## PROBLEMS TO WORK ON:
(1) In the blog page below, list every person on the FBI's list whose entry includes "Gray Bar Hotel".
(2) According to the blog page below, what does the abbreviation "FOT" stand for?

## SUPPLIED TEXT:
=-=-=
Friday, October 31, 2008

Diomede Drops the Dime on Palin

To no one's surprise, Diomeders confirm that Sarah Palin has never been to their island, which is the only place in Alaska where you can actually see Russia.

Check out it out on CNN, as Gary Tuchman interviews Diomeders about Palin....



Diomede rocks!

Thursday, October 30, 2008

Yard Signs


What some people are posting in their yards in the Lower 48....

Tuesday, October 28, 2008

Grand Slam, Perfect 10, Triple Crown

Take your pick. To date, the Justice Department has knocked it out of the park on every member of the former CBC they have brought to trial. If they keep this up - they will have a perfect record, 14 for 14. Kudos to the prosecutors and the MIB for putting together cases that have such a high conviction rate. Of course, I rather suspect that the dumb bastards, crooks, uh, politicians make it kinda easy for them.

We need to add to the much marked up list a couple of others that were inadvertently left off the original. Former Mayor Jim Hayes and his wife really should have been on the list from the get-go. Because although they weren't part of the hallowed senatorial elite - Jim was a FOT*. Can't go forgetting it was his cosy little arrangement with Uncle Ted that landed him the first couple of million that he and his wife then inappropriately spent on themselves and the church. And nope, I don't have to use the word "alleged" because those two have had their day in court and are duly serving their time in the Gray Bar Hotel - which is getting a mite bit lousy with Alaskans.

I'll have more to say about Uncle Ted trying that tired old ploy of blaming his wife for everything in a future post. But really, don't you think he would have compared notes with his buddy Jim and deep-sixed the "wife under the bus" schtick? It didn't work for Hayes, and it sure didn't work for the Not-Senator-for-Life.

Santa's The FBI's Little List
(First posted in December 2007 - Updated on October 29, 2008)
Tom Anderson : Naughty Gray Bar Hotel
Bill Allen: Very, Very, Very Naughty Pled Guilty
Rick Smith: Naughty Pled Guilty
Pete Kott: Naughty and Easy Gray Bar Hotel
Bruce Weyhrauch: Naughty Indicted
John Cowdery: Naughty Indicted
Vic Kohring: Naughty Gray Bar Hotel
Ben Stevens: Very Naughty In the Bag
Ted Stevens: Very, Very Naughty and Haughty CONVICTED!
Don Young: Naughty and Rude Under Investigation and Spending $ Like Crazy
Frank Murkowski: Naughty and Slow Give 'im rope
Jim Clark: Very, Very, Very Naughty Pled Guilty
James C. Hayes, Indicted, Tried and Convicted Gray Bar Hotel
Murilda "Chris" Hayes, Indicted, Pled Out, Gray Bar Hotel

For now, in a nod to Super Smooth Andy G, I am out of here like a convict.

*Friend of Ted

Monday, October 27, 2008

And Then There Were Five

Q: I was convicted of a felony, but have served my time and am on probation. Can I register to vote?
A: No. A convicted felon may not register to vote unless unconditionally discharged from custody. When you are no longer on probation, a copy of your discharge papers will allow you to register.
=-=-=
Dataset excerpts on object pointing
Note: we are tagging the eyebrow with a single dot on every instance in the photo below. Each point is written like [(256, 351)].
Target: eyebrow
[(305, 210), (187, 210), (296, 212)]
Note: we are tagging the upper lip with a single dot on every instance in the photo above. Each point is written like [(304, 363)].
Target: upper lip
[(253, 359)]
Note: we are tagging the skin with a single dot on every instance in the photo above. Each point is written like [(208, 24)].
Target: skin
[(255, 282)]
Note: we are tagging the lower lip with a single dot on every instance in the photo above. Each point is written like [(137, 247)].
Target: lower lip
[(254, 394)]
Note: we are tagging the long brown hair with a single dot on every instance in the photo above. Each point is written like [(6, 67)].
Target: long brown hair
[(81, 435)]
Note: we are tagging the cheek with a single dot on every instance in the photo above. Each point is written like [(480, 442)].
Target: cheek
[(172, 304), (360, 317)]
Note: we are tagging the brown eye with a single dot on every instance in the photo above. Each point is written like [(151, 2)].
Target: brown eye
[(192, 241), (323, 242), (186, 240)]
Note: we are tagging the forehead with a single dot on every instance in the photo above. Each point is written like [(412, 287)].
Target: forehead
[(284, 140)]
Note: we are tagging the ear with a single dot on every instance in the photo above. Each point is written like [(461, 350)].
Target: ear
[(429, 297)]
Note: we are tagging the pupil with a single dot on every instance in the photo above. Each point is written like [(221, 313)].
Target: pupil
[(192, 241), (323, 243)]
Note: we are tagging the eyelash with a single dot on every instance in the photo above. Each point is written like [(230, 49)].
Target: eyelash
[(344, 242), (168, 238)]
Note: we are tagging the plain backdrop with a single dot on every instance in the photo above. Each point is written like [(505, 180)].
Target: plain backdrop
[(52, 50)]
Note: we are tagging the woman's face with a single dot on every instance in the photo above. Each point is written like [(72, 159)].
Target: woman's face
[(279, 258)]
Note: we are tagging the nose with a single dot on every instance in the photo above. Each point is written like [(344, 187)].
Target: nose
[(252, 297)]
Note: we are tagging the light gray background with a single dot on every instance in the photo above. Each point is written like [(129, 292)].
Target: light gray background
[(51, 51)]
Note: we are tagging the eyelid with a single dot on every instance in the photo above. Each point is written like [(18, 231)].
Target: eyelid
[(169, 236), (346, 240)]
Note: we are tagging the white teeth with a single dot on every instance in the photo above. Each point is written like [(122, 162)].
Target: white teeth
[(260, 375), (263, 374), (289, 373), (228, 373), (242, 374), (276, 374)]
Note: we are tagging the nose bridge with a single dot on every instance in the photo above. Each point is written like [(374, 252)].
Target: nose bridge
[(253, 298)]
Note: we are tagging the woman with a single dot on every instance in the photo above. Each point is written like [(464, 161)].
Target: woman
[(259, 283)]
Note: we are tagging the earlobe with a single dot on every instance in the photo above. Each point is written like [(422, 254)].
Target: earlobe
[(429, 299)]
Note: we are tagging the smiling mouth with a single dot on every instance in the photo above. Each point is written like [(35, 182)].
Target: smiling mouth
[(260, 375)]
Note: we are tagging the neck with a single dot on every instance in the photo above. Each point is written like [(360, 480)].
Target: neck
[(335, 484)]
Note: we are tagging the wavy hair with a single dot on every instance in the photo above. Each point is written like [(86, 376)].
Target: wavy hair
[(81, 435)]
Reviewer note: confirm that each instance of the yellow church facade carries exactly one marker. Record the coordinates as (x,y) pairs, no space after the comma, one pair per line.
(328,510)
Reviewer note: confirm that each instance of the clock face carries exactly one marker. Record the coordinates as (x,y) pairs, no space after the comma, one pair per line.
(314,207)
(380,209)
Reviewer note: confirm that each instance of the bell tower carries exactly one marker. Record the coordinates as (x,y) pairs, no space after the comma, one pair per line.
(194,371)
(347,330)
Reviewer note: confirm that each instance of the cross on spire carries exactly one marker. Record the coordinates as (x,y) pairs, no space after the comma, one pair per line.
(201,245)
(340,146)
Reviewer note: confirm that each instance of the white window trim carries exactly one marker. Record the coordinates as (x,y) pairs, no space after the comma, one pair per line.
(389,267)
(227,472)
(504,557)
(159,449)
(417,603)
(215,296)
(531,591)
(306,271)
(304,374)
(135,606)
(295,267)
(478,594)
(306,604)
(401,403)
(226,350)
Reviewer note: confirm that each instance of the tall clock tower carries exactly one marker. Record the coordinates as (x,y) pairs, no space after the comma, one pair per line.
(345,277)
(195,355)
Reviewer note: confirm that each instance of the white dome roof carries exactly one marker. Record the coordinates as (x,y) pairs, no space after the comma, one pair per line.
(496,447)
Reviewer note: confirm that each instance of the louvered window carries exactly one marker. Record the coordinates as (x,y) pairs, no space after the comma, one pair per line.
=-=-=
## EXPECTED ANSWERS:
(1) Tom Anderson, Pete Kott, Vic Kohring, James C. Hayes, Murilda "Chris" Hayes

(2) Friend of Ted